◆ WHAT THE EXERCISE ASKS
Reproduce, line for line, everything in the records below from the line containing "Expected: a point inside each instance of the white" down to the end of the records.

** Start RECORDS FOR THE TASK **

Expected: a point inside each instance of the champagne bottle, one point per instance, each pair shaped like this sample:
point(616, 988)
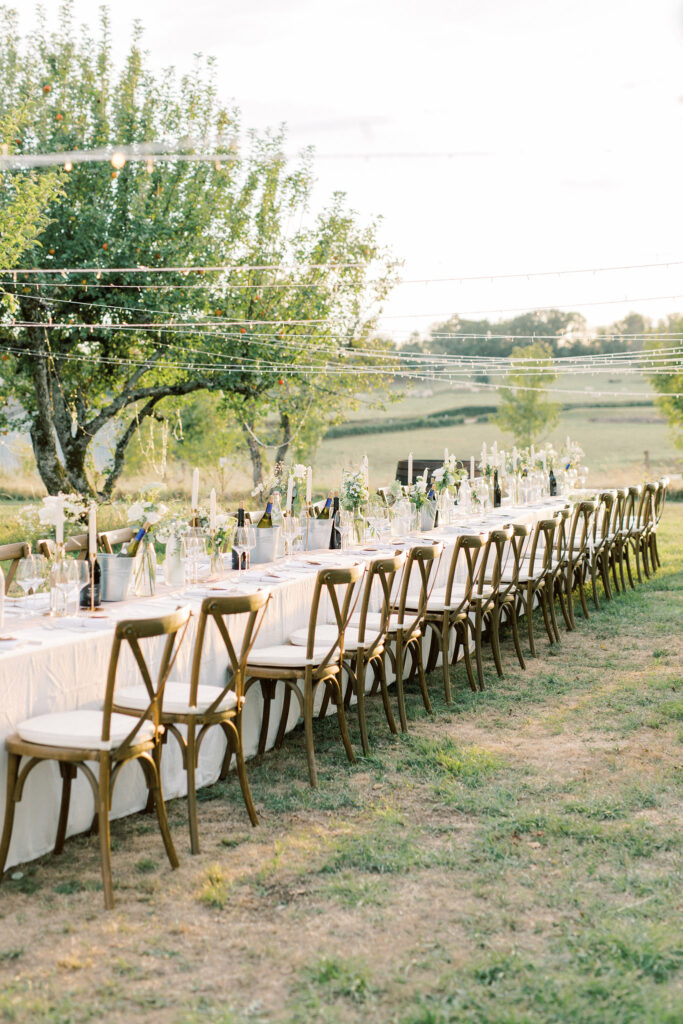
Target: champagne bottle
point(325, 511)
point(93, 586)
point(335, 536)
point(131, 548)
point(265, 522)
point(240, 561)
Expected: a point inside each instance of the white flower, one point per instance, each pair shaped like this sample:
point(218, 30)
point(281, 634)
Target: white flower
point(135, 512)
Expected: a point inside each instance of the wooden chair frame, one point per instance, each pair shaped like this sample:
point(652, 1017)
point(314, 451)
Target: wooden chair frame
point(198, 723)
point(326, 672)
point(71, 759)
point(13, 553)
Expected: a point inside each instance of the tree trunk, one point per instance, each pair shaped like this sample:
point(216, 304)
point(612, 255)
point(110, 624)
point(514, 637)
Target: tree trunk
point(284, 445)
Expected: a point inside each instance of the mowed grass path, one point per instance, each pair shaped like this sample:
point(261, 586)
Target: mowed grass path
point(515, 859)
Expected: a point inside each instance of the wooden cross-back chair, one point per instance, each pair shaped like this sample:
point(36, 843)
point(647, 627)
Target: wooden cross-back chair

** End RECORDS FOR THE TASK **

◆ EXERCISE ANSWER
Expected: a point inside each instance of the white flower, one point per instance, each pair shaped like this sample:
point(218, 30)
point(281, 634)
Target: white flower
point(135, 512)
Expected: a point inside each instance of the wooden chair frame, one point per instance, each pair shaped like this sample:
point(652, 1017)
point(314, 451)
Target: wooden chair frame
point(198, 723)
point(326, 672)
point(71, 759)
point(13, 553)
Expected: a point inside each instance of the tree trunk, one point per instance, each pair shaped like this sample:
point(216, 304)
point(612, 255)
point(110, 624)
point(514, 637)
Target: tree trunk
point(284, 445)
Expected: a point inside each instance of the mowed grass path, one point per instance, each pair shaped like this sample:
point(261, 586)
Target: mowed grass path
point(515, 859)
Expected: a point inside each instance of the wooden cross-back chair, one point per instance, each pair shaped like this sample:
point(36, 843)
point(647, 627)
Target: wooden cross-back chair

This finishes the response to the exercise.